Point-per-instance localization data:
- - - - - - -
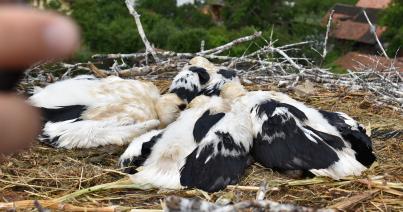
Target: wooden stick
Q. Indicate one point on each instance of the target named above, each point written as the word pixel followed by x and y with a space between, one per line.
pixel 54 205
pixel 327 34
pixel 350 202
pixel 231 44
pixel 373 31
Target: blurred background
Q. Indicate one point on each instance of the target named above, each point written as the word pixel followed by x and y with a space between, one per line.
pixel 181 25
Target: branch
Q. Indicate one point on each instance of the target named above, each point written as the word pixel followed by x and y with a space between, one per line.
pixel 229 45
pixel 373 31
pixel 327 34
pixel 133 12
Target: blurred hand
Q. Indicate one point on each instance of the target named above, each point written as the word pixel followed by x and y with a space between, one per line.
pixel 28 36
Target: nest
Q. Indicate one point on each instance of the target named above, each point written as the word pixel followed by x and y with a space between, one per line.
pixel 46 173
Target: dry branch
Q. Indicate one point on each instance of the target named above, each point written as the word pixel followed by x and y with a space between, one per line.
pixel 130 6
pixel 231 44
pixel 54 205
pixel 373 31
pixel 350 202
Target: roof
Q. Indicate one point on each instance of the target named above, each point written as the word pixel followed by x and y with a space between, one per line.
pixel 379 4
pixel 352 61
pixel 349 23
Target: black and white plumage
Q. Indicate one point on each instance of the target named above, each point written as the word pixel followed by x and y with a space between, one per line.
pixel 209 146
pixel 288 135
pixel 206 147
pixel 87 112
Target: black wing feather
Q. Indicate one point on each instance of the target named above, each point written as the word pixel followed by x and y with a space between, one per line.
pixel 130 164
pixel 359 140
pixel 215 174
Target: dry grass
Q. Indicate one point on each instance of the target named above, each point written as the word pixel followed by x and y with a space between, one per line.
pixel 46 173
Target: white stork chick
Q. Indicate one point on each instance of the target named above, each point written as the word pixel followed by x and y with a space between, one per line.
pixel 86 112
pixel 206 147
pixel 289 135
pixel 218 76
- - - - - - -
> _YOUR INSTRUCTIONS_
Give back the data exactly, with no images.

> _EXERCISE RESULT_
Target: wooden stick
Q. Indicate one point on each instance of the target named above, each point written as the word pixel followed by x and y with a space between, one per line.
pixel 54 205
pixel 327 34
pixel 350 202
pixel 231 44
pixel 373 31
Target: blurred background
Q. Indicate one point on each instance of the target named above, each point written as the word pixel followed by x and y with a space between, one per line.
pixel 181 25
Target: branch
Q. Indicate one point on each instance of the target named above, each point written as the word pixel followed by x and y with a space between, one per line.
pixel 229 45
pixel 373 31
pixel 327 34
pixel 133 12
Target: blurred hand
Q. Indicate one point on each instance of the target named above, each point written as the word pixel followed by x and y with a space between, one per line.
pixel 28 36
Target: nest
Q. Indicate one point on each instance of the target named above, each point written as the word pixel followed by x and y with a space between, one per line.
pixel 46 173
Target: dry branch
Q. Indicate one point on each instance of the target named above, each point written as the word pixel followed by x and y with a space between, one per line.
pixel 130 6
pixel 231 44
pixel 54 205
pixel 373 31
pixel 350 202
Target: roof
Q. Indicate one point on each instance of the target named above, each point written as the word pixel followed by x and y with a space between, one per line.
pixel 379 4
pixel 352 61
pixel 349 23
Target: black and white plumage
Q. Indicate one point on each instance of the target named above, each point written as the word pixel followed by x and y with a space between, one per line.
pixel 209 146
pixel 288 135
pixel 206 147
pixel 87 112
Target: black wing feather
Q. Indicate one point on each instance of the target named above, each point written as the word pixel followed by x and y with a space between, one per line.
pixel 130 164
pixel 359 140
pixel 215 174
Target: dry grass
Q. Indicate one point on each instance of the target named above, each point written as the word pixel followed by x and y with a space between, one per line.
pixel 46 173
Target: white stork chick
Q. Indicate one point on each instance of the target named above, each point written as the word pixel followed by x and y with a space between, one per line.
pixel 86 112
pixel 206 147
pixel 289 135
pixel 218 76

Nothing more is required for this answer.